Required work:
Rewrite the listing below, changing each "metal bowl" to "steel bowl" and leaving everything else unchanged except that the pictures are left out.

Input material:
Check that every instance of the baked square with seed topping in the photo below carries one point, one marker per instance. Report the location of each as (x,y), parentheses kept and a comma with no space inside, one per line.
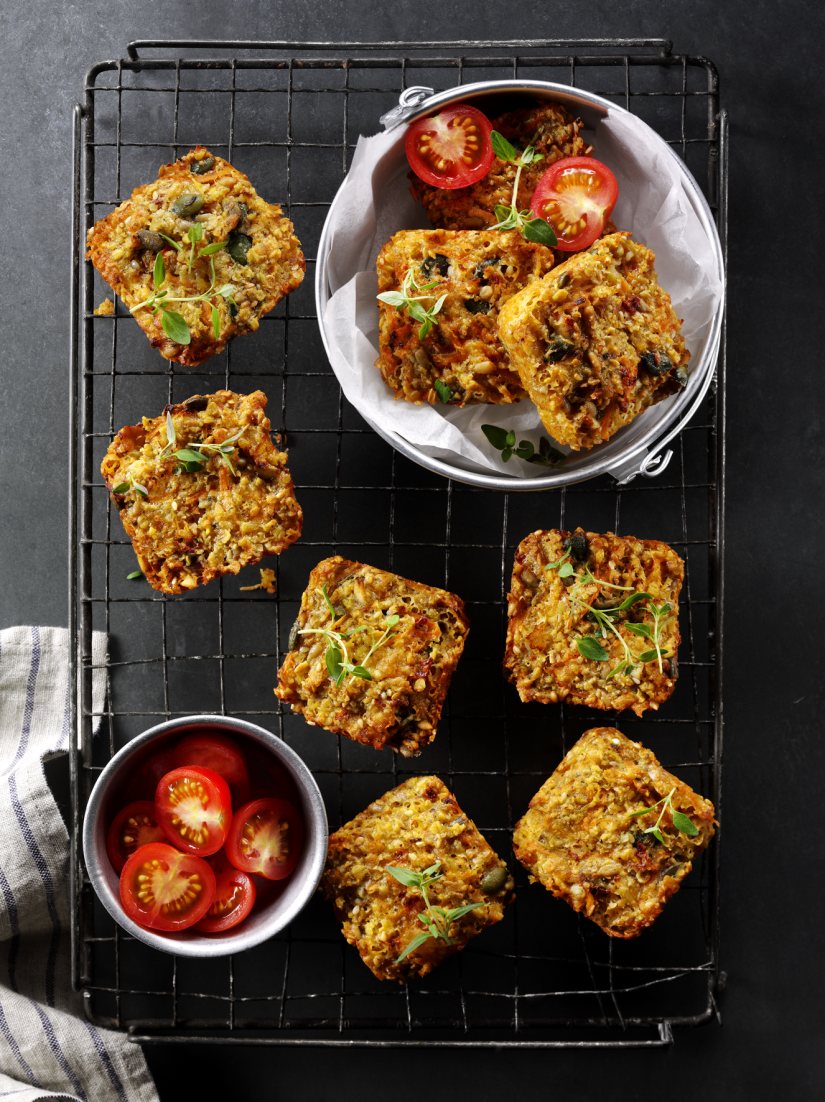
(588,839)
(413,827)
(593,619)
(190,521)
(553,132)
(403,638)
(596,342)
(243,278)
(462,353)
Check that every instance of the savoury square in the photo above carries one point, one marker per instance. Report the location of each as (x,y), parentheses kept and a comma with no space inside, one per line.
(460,359)
(225,504)
(402,641)
(588,833)
(243,259)
(549,128)
(596,342)
(412,828)
(593,619)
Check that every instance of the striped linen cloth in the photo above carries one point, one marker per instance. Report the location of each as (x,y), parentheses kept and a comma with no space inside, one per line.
(47,1048)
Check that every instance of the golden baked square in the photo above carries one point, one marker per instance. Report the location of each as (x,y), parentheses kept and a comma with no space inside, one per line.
(371,655)
(593,619)
(460,358)
(596,342)
(554,133)
(201,234)
(225,504)
(414,828)
(612,833)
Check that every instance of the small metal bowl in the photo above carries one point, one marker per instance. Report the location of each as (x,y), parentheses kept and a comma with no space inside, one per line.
(264,921)
(640,447)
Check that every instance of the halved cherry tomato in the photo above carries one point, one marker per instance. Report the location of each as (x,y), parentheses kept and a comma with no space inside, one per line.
(234,898)
(162,888)
(194,809)
(266,838)
(134,825)
(219,754)
(451,149)
(575,195)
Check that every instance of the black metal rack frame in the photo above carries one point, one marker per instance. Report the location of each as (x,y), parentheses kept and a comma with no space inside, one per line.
(289,114)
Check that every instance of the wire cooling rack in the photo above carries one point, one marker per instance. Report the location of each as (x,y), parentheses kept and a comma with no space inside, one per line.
(289,115)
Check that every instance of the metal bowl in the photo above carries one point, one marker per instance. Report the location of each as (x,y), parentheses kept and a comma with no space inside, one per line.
(266,920)
(640,447)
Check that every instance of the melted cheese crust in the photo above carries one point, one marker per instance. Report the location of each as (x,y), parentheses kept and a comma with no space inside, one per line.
(410,827)
(581,840)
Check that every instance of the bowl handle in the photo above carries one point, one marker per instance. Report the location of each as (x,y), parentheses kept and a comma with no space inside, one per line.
(409,101)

Task result:
Check that every instance of the baked square with seed topping in the photo below carries one point, one marker per instance. Report the location of each as (x,y), parentheses kept and a comma with no space inside, one per line.
(588,839)
(413,827)
(593,619)
(190,521)
(553,132)
(403,638)
(596,342)
(243,278)
(462,353)
Check that every instance of the savoury square in the photo above carries one point, one marker per instance. Report the location of each as (x,y), parentheses kept and a comma with no space inside, one per line.
(460,359)
(225,504)
(402,641)
(588,833)
(243,259)
(549,128)
(596,342)
(412,828)
(593,619)
Check that every instance of the striped linen cloth in the photo above carries one point, one marker per instance. Report the location of each as (x,y), parentheses kept and a comma with no space inside, one per line.
(47,1048)
Check that every instance of the golden baked square in the photo above carries one point, one marker per instance. Report the location of each as (x,y), parentheses kept and a comma with no space inside, one per line.
(371,655)
(593,619)
(460,358)
(596,342)
(554,133)
(201,234)
(225,504)
(414,828)
(612,833)
Check that every instance of the small steel bowl in the photo above carries one point, one marker per instance. Report the location of each as (x,y), parentheses kept and a comma with no space inside, one per line.
(264,921)
(640,447)
Check that every instance of the halved cherry tomato in the photo above carries one point, one marker per instance. Report the location of each as (x,y), parentheses kept and a comma with no space inside, one per line.
(234,898)
(162,888)
(194,809)
(266,838)
(134,825)
(219,754)
(451,149)
(575,195)
Check that every instance of the black metal rack frame in the photo above carries one point, one marker per instance. Report the location of each as (x,y), parentheses kept and a comma with no space inside, one per line.
(289,114)
Check that every instance of the wire cooling rack in the photo above carries one point, one marker per instance. Report the location of each as (x,y), parentheses kept and a comma with no space inside, one per line.
(289,115)
Check that every instance of the steel bowl in the photo above carries one point, one marker per instance. Report the location of each as (x,y), parentheses kept and a comma with no space inside, one per line.
(266,920)
(640,447)
Check that every instance of the melted cheese crust in the photo above carries one point, one marker per instance. Report the location of each as (x,y), parentheses kept and a comma with no space inside, one per line.
(410,827)
(581,840)
Check that every instance of the bowl handle in the photo above carries one point, one marker per instance. Report the location of each as (x,y), parentheses kept and a comma with no space inside, one per line.
(409,101)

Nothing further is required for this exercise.